_WHAT THE TASK ASKS_. Lines from the one containing "of the window" to the end of the entries below must be reproduced exactly, with both end lines kept and no other line added.

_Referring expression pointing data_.
● ● ● ●
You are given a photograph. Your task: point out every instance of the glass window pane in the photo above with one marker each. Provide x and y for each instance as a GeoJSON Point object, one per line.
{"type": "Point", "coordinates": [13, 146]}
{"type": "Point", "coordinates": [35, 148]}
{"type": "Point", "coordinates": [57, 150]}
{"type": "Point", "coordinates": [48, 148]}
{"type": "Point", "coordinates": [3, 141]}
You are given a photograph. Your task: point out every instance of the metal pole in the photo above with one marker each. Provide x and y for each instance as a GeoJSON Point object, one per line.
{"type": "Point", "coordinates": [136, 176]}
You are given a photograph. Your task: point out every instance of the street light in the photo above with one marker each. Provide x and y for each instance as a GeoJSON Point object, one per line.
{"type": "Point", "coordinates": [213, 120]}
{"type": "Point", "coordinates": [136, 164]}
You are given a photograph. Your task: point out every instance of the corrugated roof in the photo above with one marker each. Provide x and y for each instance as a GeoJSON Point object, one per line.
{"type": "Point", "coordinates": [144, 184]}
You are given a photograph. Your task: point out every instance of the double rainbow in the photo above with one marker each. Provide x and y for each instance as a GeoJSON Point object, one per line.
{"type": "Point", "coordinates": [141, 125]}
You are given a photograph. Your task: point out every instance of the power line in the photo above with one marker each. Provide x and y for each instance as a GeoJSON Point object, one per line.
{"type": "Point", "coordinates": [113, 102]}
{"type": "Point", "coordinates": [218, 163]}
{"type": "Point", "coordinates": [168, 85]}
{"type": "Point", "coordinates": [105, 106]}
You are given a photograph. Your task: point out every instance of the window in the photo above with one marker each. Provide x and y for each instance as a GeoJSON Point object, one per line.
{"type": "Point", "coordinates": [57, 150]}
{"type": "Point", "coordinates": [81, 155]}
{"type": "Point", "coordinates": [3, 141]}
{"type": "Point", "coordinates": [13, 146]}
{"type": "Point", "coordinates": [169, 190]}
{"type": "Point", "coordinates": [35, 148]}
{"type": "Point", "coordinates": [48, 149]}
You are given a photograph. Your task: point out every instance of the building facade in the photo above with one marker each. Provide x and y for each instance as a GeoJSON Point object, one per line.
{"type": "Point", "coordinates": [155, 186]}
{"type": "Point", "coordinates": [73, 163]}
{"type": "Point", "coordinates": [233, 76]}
● ● ● ●
_SOLVED EXERCISE_.
You are given a photograph. Your task: point out every instance of the window in the photo above with one marker each. Provide x and y for each instance as a GeoJSON Point object, one per line.
{"type": "Point", "coordinates": [57, 150]}
{"type": "Point", "coordinates": [81, 155]}
{"type": "Point", "coordinates": [3, 141]}
{"type": "Point", "coordinates": [13, 146]}
{"type": "Point", "coordinates": [169, 190]}
{"type": "Point", "coordinates": [35, 148]}
{"type": "Point", "coordinates": [48, 149]}
You are given a photograph. Your task: point out every instance of the building facade in the photo above with one marker each. Provide x and y for each instance as a GeoJSON Point object, one per line.
{"type": "Point", "coordinates": [155, 186]}
{"type": "Point", "coordinates": [73, 163]}
{"type": "Point", "coordinates": [233, 76]}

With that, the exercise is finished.